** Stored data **
— Begin —

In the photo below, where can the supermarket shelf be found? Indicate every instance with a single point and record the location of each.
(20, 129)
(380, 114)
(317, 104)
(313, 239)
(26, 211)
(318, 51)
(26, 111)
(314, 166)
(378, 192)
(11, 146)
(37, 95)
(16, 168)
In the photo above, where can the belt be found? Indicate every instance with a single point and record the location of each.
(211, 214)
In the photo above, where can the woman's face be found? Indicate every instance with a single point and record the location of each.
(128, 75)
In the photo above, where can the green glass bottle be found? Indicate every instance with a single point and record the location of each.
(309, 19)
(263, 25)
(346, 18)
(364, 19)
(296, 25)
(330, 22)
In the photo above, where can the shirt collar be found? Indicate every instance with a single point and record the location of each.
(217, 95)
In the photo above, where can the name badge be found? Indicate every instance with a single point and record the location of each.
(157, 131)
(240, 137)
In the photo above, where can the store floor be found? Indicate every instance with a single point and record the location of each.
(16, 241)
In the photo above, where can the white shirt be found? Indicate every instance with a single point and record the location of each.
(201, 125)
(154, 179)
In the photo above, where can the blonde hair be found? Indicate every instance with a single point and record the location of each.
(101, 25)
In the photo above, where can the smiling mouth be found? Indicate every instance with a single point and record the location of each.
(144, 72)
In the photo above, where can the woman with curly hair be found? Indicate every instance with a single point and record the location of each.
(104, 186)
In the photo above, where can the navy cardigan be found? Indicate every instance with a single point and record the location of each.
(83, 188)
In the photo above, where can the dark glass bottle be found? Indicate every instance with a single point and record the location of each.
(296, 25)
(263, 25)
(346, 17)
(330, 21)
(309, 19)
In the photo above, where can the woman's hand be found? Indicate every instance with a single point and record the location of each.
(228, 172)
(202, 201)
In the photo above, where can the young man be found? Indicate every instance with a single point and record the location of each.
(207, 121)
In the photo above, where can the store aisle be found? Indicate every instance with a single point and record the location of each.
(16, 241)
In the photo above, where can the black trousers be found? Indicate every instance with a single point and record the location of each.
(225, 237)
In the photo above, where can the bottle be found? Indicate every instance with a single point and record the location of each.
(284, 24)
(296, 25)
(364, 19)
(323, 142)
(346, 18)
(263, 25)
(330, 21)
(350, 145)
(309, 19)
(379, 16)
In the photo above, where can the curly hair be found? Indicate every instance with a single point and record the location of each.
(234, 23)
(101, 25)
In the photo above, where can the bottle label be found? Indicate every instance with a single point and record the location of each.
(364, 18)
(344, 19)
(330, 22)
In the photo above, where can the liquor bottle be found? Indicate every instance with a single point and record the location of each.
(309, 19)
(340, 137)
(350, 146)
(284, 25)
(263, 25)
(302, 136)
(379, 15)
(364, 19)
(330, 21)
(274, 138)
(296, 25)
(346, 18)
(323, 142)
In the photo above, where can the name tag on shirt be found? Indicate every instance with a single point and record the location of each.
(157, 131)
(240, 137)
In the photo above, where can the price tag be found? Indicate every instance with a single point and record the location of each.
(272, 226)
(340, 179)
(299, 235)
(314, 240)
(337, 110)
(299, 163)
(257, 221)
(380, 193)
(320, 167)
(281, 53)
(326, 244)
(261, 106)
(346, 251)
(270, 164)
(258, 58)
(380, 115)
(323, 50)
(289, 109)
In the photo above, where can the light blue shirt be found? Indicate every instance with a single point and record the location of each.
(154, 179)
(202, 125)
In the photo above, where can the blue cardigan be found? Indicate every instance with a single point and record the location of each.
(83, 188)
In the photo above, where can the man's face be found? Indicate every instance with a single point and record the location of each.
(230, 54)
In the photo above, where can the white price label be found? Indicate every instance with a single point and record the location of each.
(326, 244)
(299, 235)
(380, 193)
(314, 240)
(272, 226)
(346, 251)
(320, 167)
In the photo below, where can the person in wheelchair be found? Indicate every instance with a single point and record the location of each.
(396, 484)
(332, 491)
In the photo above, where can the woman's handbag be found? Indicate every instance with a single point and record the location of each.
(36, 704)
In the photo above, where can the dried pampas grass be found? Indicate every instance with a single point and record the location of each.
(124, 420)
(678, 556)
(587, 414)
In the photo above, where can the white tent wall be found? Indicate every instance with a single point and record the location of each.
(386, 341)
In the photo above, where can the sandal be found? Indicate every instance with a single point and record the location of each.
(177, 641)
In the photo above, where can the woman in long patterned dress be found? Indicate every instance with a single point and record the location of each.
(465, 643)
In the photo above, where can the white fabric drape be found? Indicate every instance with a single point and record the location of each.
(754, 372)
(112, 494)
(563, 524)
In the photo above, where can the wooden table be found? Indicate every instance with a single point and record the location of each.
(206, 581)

— End —

** Task requirements **
Write out every entry word for word.

** Answer to the task **
In the photo below, where can the supermarket shelf be found? Indicate every instance with a single point and record the location of each.
(20, 129)
(380, 114)
(317, 104)
(313, 239)
(26, 211)
(318, 51)
(26, 111)
(314, 166)
(378, 192)
(11, 146)
(37, 95)
(16, 168)
In the photo above, where can the belt be found? Indicate every instance with a single point and record the location of each.
(211, 214)
In the photo above, where can the woman's face be found? Indicate every instance with a single point and record the location of each.
(128, 75)
In the photo above, where can the green glass bottle be found? Indicate every instance with a single point and record the location of each.
(309, 19)
(263, 25)
(346, 18)
(364, 19)
(296, 25)
(330, 22)
In the photo above, where can the shirt collar be found? Indicate every instance with a single point and record the location of each.
(217, 95)
In the photo above, where can the name badge be found? Indicate every instance with a single point and record the location of each.
(157, 131)
(240, 137)
In the photo above, where can the store floor be found? Indicate every instance with a single point and record the location of each.
(16, 241)
In the photo above, where can the white shirt be found? Indicate every instance with a single point and record the location of each.
(201, 125)
(154, 179)
In the photo above, where can the blonde hair be found? Indicate every instance with a single point and record the location of each.
(101, 25)
In the photo above, where can the smiling mouth be found? Indicate every instance with a single point and record the location of each.
(144, 72)
In the photo above, where can the woman with curly hair be found? Indicate every instance with a single point and record the location of each.
(104, 186)
In the photo above, where can the navy cardigan be found? Indicate every instance with a single point and record the location of each.
(83, 188)
In the photo above, where can the dark glass bottle be found? Indicate every instance with a single point and record the location of each.
(296, 25)
(263, 25)
(346, 17)
(330, 21)
(309, 19)
In the photo above, where can the woman's hand be found? Indicate every instance with a single point and record the location of each.
(228, 172)
(202, 201)
In the photo above, where can the young man be found? Indicate every instance with a single point and record the location of each.
(207, 121)
In the photo above, where can the store aisle be found? Indicate every instance with a single point and record the location of each.
(16, 241)
In the photo above, where can the black trousers be found? Indicate every instance with a single point and record the location of each.
(225, 237)
In the photo above, where can the bottle be found? Indicate every instance with a single point and record the location of each.
(284, 24)
(296, 25)
(364, 19)
(323, 142)
(346, 18)
(263, 25)
(330, 21)
(350, 145)
(309, 19)
(379, 16)
In the photo above, where can the curly hair be found? Indicate every instance with a single point and record the location of each.
(234, 23)
(101, 25)
In the photo above, where can the bottle label be found? Indicate every instance with a single point and record the location of each.
(364, 18)
(344, 19)
(330, 22)
In the photo above, where can the liquor bottle be found? Indicate every instance with a single point and record the location of each.
(309, 19)
(340, 137)
(350, 146)
(284, 25)
(263, 25)
(302, 136)
(379, 15)
(364, 19)
(330, 21)
(274, 138)
(296, 25)
(346, 18)
(323, 142)
In the photo above, where can the name tag on shirt be found? Indicate every instance with a single point and record the location of each.
(157, 131)
(240, 137)
In the photo above, where can the price tag be found? Indicate every instance with a single point and record the location of each.
(272, 226)
(340, 179)
(299, 235)
(314, 240)
(337, 110)
(299, 163)
(257, 221)
(380, 193)
(320, 167)
(281, 53)
(326, 244)
(261, 106)
(346, 251)
(270, 164)
(258, 58)
(380, 115)
(323, 50)
(289, 109)
In the photo above, where can the light blue shirt be found? Indicate every instance with a single point and record the location of each.
(154, 179)
(202, 125)
In the photo above, where can the blue cardigan be found? Indicate every instance with a single point and record the location of each.
(83, 188)
In the photo above, where can the man's face be found? Indicate every instance with a single point and record the location of each.
(230, 54)
In the photo above, where can the white price label be found? Indicate every instance with a single point and record the location of each.
(326, 244)
(299, 235)
(380, 193)
(314, 240)
(272, 226)
(346, 251)
(320, 167)
In the photo below, where can the person in wheelchair be found? Indicate every instance with a single point and record the location of each.
(396, 484)
(332, 491)
In the photo above, where can the woman's handbag be found? Indicate every instance with a single point and record the location of each.
(36, 704)
In the photo above, where can the dried pampas grass be found? Indicate every instance with a single point and record the location of each.
(124, 420)
(678, 556)
(587, 414)
In the photo above, where can the white tent wall be found? Indicate every instance with a single point and record the location of each.
(386, 341)
In the photo above, where can the sandal be found? Indicate every instance with a single point and record the location of each.
(177, 641)
In the photo above, where can the woman in long patterned dress be found? Indicate every instance with a single point and record the location of each.
(465, 643)
In the photo above, where can the white fabric drape be found? Indicate every instance with a single point and record the location of each.
(754, 372)
(112, 494)
(563, 524)
In the photo above, where can the wooden table be found? Indicate every instance with a single point and record the location of each.
(206, 581)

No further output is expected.